Segment Start: GIVEN PASSAGE

The Great Depression was a worldwide phenomenon which left many people out of work, angry, and scared. People were looking for strong leadership and someone to blame. In Germany, Adolf Hitler placed the responsibility for the poor economy on the Jews. He portrayed himself as a strong and powerful leader, and offered the public the stability they were looking for. Adolf Hitler was appointed Chancelor on January 30, 1933, and so began the Holocaust. The Nazi German regime, referred to as the Third Reich, put into motion Nazi Ideology, which dehumanized and devalued entire groups of people and called for the elimination of “racially inferior” people, including people who were deaf and/or hard-of-hearing. Other Nazi Ideology concepts included racism, nationalism, antisemitism, anticommunism, antigypsyism, and eugenics or racial hygiene. Such Ideology viewed Jewish people as “racial threats” and disabled people as “biological threats”. Hitler instilled his beliefs of racial hygiene on the people of Germany, considering any disabled person as a “social burden” and a drain on the unstable economy. He offered a solution, the sterilization and/or murder of those who were determined to be “hereditarily diseased”. This involved the passage of several laws which allowed the German government to commit heinous crimes against their own citizens.

Segment End: GIVEN PASSAGE
Segment Start: INFORMATION

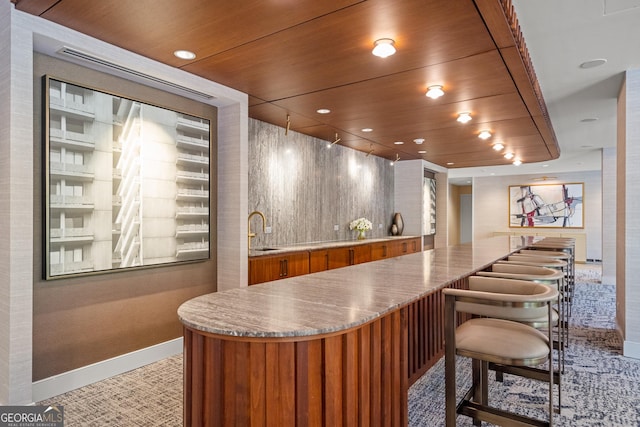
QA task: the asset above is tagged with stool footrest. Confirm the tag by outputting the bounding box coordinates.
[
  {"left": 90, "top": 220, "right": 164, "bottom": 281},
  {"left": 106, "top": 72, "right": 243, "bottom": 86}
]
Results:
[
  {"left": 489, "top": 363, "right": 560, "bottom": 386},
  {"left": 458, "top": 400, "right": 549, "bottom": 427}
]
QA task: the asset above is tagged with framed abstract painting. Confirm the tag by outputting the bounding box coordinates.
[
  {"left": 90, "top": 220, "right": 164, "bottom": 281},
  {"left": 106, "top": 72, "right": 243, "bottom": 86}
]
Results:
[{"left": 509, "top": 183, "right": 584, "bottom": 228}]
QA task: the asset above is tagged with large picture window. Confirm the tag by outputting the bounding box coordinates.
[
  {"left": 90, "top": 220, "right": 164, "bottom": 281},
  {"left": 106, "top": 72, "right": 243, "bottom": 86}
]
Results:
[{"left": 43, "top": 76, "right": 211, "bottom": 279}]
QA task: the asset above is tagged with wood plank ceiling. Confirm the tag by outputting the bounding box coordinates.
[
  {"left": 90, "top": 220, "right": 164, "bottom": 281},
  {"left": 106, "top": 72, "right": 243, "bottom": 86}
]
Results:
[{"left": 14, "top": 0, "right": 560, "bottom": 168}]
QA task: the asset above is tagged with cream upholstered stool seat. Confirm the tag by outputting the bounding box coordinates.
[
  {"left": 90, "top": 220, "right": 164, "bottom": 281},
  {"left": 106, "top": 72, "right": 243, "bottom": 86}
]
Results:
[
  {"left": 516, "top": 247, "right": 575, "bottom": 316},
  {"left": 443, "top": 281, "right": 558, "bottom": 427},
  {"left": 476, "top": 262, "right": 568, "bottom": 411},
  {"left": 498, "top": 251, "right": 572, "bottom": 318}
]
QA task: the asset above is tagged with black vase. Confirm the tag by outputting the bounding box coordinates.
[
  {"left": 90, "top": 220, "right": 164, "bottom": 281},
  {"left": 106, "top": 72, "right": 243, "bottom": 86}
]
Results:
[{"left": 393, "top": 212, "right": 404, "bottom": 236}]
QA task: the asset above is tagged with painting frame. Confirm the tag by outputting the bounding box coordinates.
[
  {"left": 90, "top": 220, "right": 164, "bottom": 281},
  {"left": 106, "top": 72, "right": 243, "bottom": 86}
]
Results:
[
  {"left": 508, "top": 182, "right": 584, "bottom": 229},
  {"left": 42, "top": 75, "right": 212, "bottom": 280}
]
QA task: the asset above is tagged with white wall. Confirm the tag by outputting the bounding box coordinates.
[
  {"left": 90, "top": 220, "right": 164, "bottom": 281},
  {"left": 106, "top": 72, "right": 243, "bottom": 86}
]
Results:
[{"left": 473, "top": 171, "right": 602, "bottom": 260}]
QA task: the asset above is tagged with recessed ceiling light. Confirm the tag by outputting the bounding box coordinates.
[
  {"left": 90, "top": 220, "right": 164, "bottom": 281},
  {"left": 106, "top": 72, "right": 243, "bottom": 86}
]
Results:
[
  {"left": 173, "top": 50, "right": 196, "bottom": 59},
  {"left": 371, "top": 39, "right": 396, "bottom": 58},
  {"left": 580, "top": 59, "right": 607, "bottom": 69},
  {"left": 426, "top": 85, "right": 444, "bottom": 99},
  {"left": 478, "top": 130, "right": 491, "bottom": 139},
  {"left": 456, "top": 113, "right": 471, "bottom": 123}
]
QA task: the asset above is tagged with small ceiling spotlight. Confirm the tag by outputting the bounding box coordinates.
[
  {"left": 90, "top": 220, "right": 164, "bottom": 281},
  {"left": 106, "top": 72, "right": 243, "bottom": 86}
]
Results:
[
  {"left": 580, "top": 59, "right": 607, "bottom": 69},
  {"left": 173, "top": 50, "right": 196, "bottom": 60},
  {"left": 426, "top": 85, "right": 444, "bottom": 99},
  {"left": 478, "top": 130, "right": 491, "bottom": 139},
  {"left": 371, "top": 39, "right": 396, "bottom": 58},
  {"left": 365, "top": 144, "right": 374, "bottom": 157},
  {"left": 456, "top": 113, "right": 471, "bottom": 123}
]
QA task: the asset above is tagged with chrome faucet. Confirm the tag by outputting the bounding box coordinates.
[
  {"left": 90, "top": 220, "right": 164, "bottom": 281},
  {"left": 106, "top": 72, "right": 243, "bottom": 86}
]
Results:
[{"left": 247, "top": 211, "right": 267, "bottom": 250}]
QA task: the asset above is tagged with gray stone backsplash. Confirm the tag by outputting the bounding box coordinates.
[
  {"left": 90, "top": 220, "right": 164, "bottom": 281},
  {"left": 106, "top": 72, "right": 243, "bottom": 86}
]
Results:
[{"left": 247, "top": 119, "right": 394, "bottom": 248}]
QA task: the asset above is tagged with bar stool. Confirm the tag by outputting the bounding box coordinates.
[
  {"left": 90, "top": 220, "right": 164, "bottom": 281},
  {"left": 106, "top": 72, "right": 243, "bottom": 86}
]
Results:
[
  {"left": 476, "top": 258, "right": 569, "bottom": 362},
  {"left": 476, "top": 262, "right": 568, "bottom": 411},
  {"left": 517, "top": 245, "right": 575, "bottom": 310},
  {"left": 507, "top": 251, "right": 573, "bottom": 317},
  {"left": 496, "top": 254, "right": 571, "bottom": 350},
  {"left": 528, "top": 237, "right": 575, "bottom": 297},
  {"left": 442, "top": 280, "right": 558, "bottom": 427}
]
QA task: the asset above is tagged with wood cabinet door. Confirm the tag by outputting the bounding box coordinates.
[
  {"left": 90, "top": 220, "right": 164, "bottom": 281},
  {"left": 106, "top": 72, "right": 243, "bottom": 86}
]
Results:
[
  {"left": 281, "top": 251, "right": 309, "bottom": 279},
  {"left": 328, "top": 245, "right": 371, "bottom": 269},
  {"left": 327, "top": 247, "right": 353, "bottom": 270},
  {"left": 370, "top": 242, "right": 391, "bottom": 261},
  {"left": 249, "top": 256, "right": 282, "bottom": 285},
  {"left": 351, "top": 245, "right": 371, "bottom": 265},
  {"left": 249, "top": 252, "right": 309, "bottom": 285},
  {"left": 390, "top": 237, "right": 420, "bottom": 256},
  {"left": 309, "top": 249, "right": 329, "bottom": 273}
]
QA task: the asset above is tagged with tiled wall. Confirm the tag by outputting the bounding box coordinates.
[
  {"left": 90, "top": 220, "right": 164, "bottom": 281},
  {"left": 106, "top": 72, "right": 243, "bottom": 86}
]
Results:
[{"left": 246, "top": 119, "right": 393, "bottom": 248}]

Segment End: INFORMATION

QUESTIONS TO ANSWER
1) In the passage on the Nazi regime, on what date was Adolf Hitler appointed to lead the German government?
2) Do these statements agree with the passage on the Nazi regime? For each, answer yes or no and quote the deciding words.
(a) The Nazi German regime was referred to as the Third Reich.
(b) Nazi Ideology viewed disabled people as "racial threats."
(c) Hitler blamed the poor economy on the Jews.
3) Write what comes next in the passage on the Nazi regime, picking up after its last sentence.

WRITTEN RESPONSES
1) January 30, 1933.

2)
(a) Yes: "The Nazi German regime, referred to as the Third Reich"
(b) No: "Such Ideology viewed Jewish people as “racial threats” and disabled people as “biological threats”."
(c) Yes: "Adolf Hitler placed the responsibility for the poor economy on the Jews."

3)
Firemen in the Reichstag (German parliament) building after it was damaged by arson. Berlin, Germany, February 27, 1933.

Reichstag Fire[edit]

Following the Reichstag fire on February 27, 1933, the Nazi leadership and its Nationalist coalition partners exploited the fire to pass emergency legislation that abolished a number of constitutional protections and paved the way for Nazi dictatorship.

Fire brigade arrives at the Reichstag (German parliament) building. Despite fire-fighting efforts, the building was virtually destroyed by fires set at several places in the building. Berlin, Germany, February 27, 1933.




Two doctors in a ward in an unidentified asylum. The existence of the patients in the ward is described as "life only as a burden."

Letters and Propaganda[edit]

This photo originates from a film produced by the Reich Propaganda Ministry, It shows two doctors in a ward in an unidentified asylum. The existence of the patients in the ward is described as “life only as a burden”. Such propaganda images were intended to develop public sympathy for the Euthanasia Program.




Hereditary Health Law[edit]

Germany passed the Law for the Prevention of Offspring with Hereditary Diseases on July 14, 1933. Under this law, Germany forcibly sterilized over 400,000 people who the government determined to have hereditary diseases.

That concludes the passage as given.